START Extracted records

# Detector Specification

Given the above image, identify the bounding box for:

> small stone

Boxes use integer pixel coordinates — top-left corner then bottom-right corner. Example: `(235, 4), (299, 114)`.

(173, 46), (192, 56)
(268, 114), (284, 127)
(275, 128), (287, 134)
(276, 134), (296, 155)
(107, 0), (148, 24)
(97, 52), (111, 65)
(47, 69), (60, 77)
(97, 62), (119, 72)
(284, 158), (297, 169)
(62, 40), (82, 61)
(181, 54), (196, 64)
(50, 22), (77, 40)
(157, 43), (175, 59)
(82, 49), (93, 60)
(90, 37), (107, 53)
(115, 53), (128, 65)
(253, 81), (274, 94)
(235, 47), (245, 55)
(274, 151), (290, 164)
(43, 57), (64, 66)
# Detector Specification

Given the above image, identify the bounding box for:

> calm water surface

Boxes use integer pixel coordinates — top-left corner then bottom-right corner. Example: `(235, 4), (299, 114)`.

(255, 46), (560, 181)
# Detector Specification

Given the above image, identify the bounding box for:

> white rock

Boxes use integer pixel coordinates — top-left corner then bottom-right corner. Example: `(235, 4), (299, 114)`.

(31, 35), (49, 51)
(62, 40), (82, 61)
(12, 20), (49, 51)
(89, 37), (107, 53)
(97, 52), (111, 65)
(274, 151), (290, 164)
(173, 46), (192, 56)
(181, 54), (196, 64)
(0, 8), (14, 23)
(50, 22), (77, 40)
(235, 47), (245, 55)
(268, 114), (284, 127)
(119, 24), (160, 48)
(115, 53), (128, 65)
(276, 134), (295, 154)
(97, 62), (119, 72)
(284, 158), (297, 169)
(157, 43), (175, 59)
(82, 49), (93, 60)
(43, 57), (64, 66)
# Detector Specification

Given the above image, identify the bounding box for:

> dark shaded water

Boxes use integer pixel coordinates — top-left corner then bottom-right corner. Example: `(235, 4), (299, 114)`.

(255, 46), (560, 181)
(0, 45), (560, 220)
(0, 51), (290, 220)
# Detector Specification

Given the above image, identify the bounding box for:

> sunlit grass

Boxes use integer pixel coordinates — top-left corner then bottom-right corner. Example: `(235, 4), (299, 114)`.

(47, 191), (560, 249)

END Extracted records

* [Set exercise] Write out all of the rows above again, character for character, changing nothing.

* [Exercise answer]
# Detector Specification

Given the above image, identify the bounding box for:

> small stone

Boxes use integer pixel coordinates — top-left corner then bottom-right corner. Example: `(235, 4), (299, 114)`.

(173, 46), (192, 56)
(268, 114), (284, 127)
(275, 128), (287, 134)
(276, 134), (296, 155)
(107, 0), (148, 24)
(97, 52), (111, 65)
(47, 69), (60, 77)
(97, 62), (119, 72)
(284, 158), (297, 169)
(62, 40), (82, 61)
(181, 54), (196, 64)
(50, 22), (77, 40)
(157, 43), (175, 59)
(82, 49), (93, 60)
(90, 37), (107, 53)
(115, 53), (128, 65)
(253, 81), (274, 94)
(235, 47), (245, 55)
(274, 151), (290, 164)
(43, 57), (64, 66)
# Detector Specification

Given the above image, identify the bounding box for:

> calm water surface

Boxes use integer pixel coordinates — top-left corner then bottom-right corner. Example: `(235, 4), (299, 114)`.

(255, 46), (560, 181)
# Detector Specification

Given the above image, identify the bounding box for:

> white rock

Boxes use integer pixel coordinates — top-left corner then bottom-right corner. Example: `(235, 4), (299, 114)`.

(31, 35), (49, 51)
(62, 40), (82, 61)
(12, 20), (49, 51)
(89, 37), (107, 53)
(97, 52), (111, 65)
(274, 151), (290, 164)
(173, 46), (192, 56)
(181, 54), (196, 64)
(0, 8), (14, 23)
(50, 22), (77, 40)
(235, 47), (245, 55)
(268, 114), (284, 127)
(119, 24), (160, 48)
(115, 53), (128, 65)
(276, 134), (295, 154)
(97, 62), (119, 72)
(284, 158), (297, 169)
(157, 43), (175, 59)
(82, 49), (93, 60)
(43, 57), (64, 66)
# Detector Specification

Given the above image, identify the bounding box for:

> dark shaded water

Boxes use integer pixel coordinates — top-left corner then bottom-right corner. Example: `(235, 4), (299, 114)`.

(255, 46), (560, 181)
(0, 45), (560, 220)
(0, 51), (290, 220)
# Detector Specification

Given the above image, identify the bounding box for:

> sunlit grass

Boxes use integer pixel coordinates — top-left corner then bottom-right corner. Example: `(235, 4), (299, 114)`.

(47, 191), (560, 249)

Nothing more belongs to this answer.